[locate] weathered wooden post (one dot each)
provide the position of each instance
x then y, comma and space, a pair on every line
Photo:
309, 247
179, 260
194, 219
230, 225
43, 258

▸ THE REQUEST: Exactly reproduce all of the entries.

▸ SOLUTION BELOW:
[locate] weathered wooden post (one dot each)
provide the position of each instance
x then y, comma and space, a pair on every line
Photo:
309, 247
179, 260
194, 219
230, 225
43, 258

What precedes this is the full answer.